### Ejercicio 1
Copia sin cambios el pasaje del relato sobre Kirguistán: arranca en el punto que contiene "Luis Sánchez" y detente justo después de "orfanato de Kirguistán.".
### Ejercicio 2
Resume en dos oraciones el relato sobre Kirguistán.
### Ejercicio 3
Retoma el relato sobre Kirguistán a partir de la última oración que aparece en el texto.

Luis Sánchez
Nunca pude imaginar que aquel viaje, en el verano del año 2000, iba a cambiarme tanto la vida. Estudiante de Historia y Antropología de América Central en aquel momento, me uní a una veintena de ilusionados, desinformados y entusiastas jóvenes que pretendíamos colaborar en un proyecto humanitario centrado en un orfanato de Kirguistán.
Kirguistán. Entonces, el nombre de este país me sonaba tan extraño y desconocido como, supongo, para la mayoría de los que estáis leyendo estas líneas. Simplemente ni idea. Ni cómo podía ser, cuáles eran sus costumbres, su historia… apenas sabía (más o menos) dónde estaba.
Llegar por primera vez a un sitio tan desconocido e intrigante (al menos para mi lo era) es una experiencia inigualable; se descubre todo a cada momento. Uno se sorprende con cada gesto, con cada paisaje, cada vez que giras una esquina de cualquier calle. Kirguistán se abrió a mis ojos como un mundo totalmente nuevo, fascinante, lleno de matices, extravagancias, contrasentidos y con una atracción que ya no he podido (ni querido) quitarme de encima; rostros hasta entonces desconocidos, costumbres de las que no había oído hablar, nacionalidades de las que ni siquiera conocía su existencia…
Fue una verdadera iniciación.

Por supuesto, el verano siguiente repetí. Con cierto grado de experiencia, pude, sin embargo, descubrir muchas cosas más que se quedaron ocultas en el primer viaje. Profundicé en el conocimiento de la vida diaria de una ciudad, Bishkek, que es tranquila pero animada, sencilla pero deslumbrante, artificial pero natural.
Frente a la fachada de un “Palacio de la Ópera y Ballet” construido a semejanza del Bolshoi moscovita, las acequias que discurren junto a las aceras por toda la ciudad aportan un toque exótico, oriental; y acompañando el borboteo constante del agua, no se puede perder de vista las permanentemente nevadas cumbres de los montes Ala-Too, visibles desde cualquier punto de la ciudad. Una anciana rusa vendiendo libros viejos y parafernales soviéticas en la calle, miles de personas en el bazar central comprando y vendiendo alimentos, medicinas, ropa…
Así es Bishkek.

(Entradas del conjunto de datos)
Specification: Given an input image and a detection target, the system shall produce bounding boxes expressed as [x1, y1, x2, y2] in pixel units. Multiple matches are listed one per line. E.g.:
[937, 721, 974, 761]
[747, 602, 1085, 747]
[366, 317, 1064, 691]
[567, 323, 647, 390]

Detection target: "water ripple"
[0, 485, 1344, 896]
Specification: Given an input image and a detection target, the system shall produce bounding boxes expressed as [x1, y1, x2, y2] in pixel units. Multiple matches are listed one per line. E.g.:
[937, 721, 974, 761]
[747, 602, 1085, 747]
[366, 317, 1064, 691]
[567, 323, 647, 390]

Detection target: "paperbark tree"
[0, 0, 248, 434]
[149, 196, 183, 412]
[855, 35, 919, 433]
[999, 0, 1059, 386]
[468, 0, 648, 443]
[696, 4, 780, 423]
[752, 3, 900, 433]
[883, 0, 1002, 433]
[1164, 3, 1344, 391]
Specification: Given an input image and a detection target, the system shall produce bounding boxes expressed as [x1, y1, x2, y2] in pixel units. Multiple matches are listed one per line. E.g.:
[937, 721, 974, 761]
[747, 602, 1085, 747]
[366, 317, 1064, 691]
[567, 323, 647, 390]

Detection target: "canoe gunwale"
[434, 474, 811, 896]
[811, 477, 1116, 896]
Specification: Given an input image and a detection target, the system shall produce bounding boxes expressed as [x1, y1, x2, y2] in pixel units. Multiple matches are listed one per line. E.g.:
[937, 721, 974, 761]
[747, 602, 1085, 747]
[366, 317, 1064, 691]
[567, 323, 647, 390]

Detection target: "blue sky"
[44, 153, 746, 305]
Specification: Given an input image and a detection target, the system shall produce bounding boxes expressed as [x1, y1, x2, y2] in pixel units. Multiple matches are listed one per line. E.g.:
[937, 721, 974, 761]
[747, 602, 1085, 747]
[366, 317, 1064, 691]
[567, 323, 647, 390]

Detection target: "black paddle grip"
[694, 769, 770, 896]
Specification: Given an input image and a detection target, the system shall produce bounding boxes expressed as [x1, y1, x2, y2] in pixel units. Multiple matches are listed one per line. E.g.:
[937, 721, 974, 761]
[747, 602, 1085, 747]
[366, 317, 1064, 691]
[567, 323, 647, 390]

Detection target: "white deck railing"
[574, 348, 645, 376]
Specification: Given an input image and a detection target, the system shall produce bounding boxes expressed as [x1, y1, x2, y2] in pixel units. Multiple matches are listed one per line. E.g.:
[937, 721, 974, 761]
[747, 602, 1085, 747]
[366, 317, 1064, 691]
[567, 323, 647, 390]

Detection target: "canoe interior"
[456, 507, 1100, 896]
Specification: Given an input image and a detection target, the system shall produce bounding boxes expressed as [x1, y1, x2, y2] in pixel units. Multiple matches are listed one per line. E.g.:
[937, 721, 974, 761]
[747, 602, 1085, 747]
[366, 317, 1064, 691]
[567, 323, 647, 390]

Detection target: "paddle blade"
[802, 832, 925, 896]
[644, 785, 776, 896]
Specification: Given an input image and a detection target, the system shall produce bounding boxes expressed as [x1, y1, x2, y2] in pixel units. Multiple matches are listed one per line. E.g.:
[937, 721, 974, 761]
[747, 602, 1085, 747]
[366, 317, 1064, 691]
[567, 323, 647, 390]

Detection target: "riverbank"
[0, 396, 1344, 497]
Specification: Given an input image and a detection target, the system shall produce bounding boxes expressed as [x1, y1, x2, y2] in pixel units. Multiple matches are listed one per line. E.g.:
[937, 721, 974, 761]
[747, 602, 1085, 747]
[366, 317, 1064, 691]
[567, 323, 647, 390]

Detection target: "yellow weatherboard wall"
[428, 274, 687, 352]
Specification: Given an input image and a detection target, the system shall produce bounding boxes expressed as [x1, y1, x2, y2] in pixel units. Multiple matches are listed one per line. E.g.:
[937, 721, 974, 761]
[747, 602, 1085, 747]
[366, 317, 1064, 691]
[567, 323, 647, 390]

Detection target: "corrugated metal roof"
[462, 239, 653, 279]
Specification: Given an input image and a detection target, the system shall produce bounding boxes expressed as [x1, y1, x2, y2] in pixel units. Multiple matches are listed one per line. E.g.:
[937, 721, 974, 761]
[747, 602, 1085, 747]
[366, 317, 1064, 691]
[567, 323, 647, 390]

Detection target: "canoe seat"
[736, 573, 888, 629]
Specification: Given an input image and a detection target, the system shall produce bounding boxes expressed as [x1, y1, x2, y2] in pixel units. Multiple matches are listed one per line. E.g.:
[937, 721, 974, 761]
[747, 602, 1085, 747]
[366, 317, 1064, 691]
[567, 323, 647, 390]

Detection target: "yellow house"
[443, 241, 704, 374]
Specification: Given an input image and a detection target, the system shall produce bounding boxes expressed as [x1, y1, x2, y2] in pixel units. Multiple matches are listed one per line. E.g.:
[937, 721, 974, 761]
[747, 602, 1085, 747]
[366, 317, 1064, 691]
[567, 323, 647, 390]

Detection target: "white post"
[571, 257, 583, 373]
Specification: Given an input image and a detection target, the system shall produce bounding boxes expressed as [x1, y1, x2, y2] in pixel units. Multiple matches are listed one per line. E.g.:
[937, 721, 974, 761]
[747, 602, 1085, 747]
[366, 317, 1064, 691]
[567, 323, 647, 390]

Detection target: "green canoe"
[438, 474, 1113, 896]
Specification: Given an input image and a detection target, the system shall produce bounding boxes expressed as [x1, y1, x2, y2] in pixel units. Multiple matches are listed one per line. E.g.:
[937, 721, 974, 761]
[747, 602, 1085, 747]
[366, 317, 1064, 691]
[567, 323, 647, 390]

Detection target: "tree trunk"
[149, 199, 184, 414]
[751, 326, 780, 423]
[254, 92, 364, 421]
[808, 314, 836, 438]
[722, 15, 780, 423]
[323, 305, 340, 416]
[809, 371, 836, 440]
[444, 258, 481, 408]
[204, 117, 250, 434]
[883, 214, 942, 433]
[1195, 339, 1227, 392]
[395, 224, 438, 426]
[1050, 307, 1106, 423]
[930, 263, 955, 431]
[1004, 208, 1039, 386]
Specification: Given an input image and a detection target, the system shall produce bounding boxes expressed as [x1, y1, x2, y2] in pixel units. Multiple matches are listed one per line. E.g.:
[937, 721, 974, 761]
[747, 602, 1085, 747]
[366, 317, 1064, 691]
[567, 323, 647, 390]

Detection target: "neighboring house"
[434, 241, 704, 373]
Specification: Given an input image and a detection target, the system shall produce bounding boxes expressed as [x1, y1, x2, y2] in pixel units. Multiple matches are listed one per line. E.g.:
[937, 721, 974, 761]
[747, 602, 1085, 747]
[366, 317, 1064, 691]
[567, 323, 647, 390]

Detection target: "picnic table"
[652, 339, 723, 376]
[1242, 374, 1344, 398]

### Resultado 1
Luis Sánchez
Nunca pude imaginar que aquel viaje, en el verano del año 2000, iba a cambiarme tanto la vida. Estudiante de Historia y Antropología de América Central en aquel momento, me uní a una veintena de ilusionados, desinformados y entusiastas jóvenes que pretendíamos colaborar en un proyecto humanitario centrado en un orfanato de Kirguistán.

### Resultado 2
El relato cuenta un viaje a Kirguistán en el verano del año 2000, en el que un grupo de una veintena de jóvenes, entre ellos un estudiante de Historia y Antropología de América Central, pretendía colaborar en un proyecto humanitario en un orfanato, y aquel país desconocido se reveló como un mundo nuevo y fascinante. Al verano siguiente hubo un segundo viaje que permitió profundizar en la vida diaria de Bishkek, ciudad de contrastes donde conviven el Palacio de la Ópera y Ballet, las acequias junto a las aceras, las cumbres nevadas de los montes Ala-Too y el bullicio del bazar central.

### Resultado 3
Fue también el momento en el que me metí de lleno en la vida de una familia kirguís típica. La que es mi mujer hoy en día, y parte de su entorno, tuvo que hacer sacrificios y esfuerzos para que pudiéramos estar juntos en una sociedad que se debate entre la herencia soviética atea y moderna con mentalidades conservadoras, religiosas y tradicionales. El hecho de que yo no fuera musulmán (la religión predominante en el país), y además extranjero, suponía un problema para algunas personas celosas de preservar las costumbres. Todo fue bien, sin embargo, la convivencia y la inevitable tolerancia que abunda entre sus gentes hicieron su trabajo y poco a poco fui siendo el español kuio-balá.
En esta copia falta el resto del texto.